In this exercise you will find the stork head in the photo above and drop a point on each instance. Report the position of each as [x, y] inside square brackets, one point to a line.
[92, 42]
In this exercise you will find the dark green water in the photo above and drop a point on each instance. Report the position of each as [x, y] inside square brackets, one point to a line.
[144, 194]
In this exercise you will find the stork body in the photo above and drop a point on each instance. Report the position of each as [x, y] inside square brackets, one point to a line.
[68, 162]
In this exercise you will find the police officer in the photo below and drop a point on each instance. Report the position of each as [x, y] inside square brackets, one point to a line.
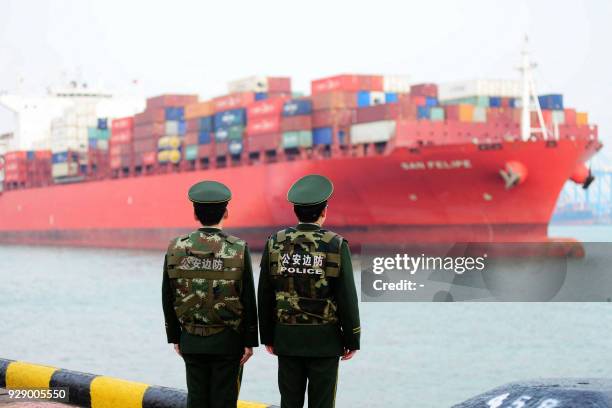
[208, 299]
[308, 307]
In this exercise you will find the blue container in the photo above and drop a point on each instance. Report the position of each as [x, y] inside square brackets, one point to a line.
[203, 137]
[363, 99]
[322, 136]
[297, 107]
[431, 101]
[235, 146]
[206, 123]
[225, 119]
[221, 135]
[552, 101]
[423, 112]
[495, 102]
[390, 97]
[59, 157]
[175, 113]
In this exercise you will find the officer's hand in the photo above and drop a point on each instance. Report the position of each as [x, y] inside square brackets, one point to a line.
[348, 354]
[248, 352]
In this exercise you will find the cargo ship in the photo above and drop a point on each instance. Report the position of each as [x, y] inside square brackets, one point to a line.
[477, 161]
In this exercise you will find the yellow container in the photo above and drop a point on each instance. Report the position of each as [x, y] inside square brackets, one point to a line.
[466, 112]
[174, 156]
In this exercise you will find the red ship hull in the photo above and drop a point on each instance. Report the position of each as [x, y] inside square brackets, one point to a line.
[437, 193]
++++++++++++++++++++
Your instructions – Set down the entries again without change. Leave the pictures out.

Reply to the exercise –
In this exercise you will find the stork head in the photo above and drop a point on each instance. Report the position of each as [x, y] inside square brackets, one point to a line.
[92, 42]
In this exercise you will find the dark green water in the photo above and drop a point on each instance. Report the position of each as [x, y] inside square brackets, one point to a line.
[144, 194]
In this exercise you will find the stork body in the photo above and drop a point on each instance. Report the position of each as [x, y] inside square brackets, one point to a line.
[68, 162]
In this exercise you will find the police officer in the photo below and drop a point on each instance. Report the position of each as [x, y] inside square brackets, one point to a line.
[208, 299]
[308, 307]
In this exercise you will find the blue container in the photo above and drop a point on each instance. Report the position of each as [x, y] inside square brackets, one point to a line.
[203, 137]
[363, 99]
[322, 136]
[297, 107]
[431, 101]
[235, 146]
[206, 123]
[225, 119]
[221, 135]
[552, 101]
[423, 112]
[495, 102]
[390, 97]
[59, 157]
[175, 113]
In this exercise you will find the officer's hand in the photo above and drop a point on each instance. Report the position of each as [x, y] inside square brackets, one point to a line.
[348, 354]
[248, 352]
In this exercise you will find the cargo ship in the photo above and drop a point on each instance. Report the position of each as [x, y] inside square brackets, one point to a line.
[477, 161]
In this exercise you will find the yellow container in the photo above and drop a point on each instance. Report the position of each as [x, y] inside square brackets, one point to a line.
[466, 112]
[174, 156]
In this exercise you will find the red ship hull in the photo above and drop a point on each instance. Report the position of each as [x, y] inside square brackets, one point to a line.
[437, 193]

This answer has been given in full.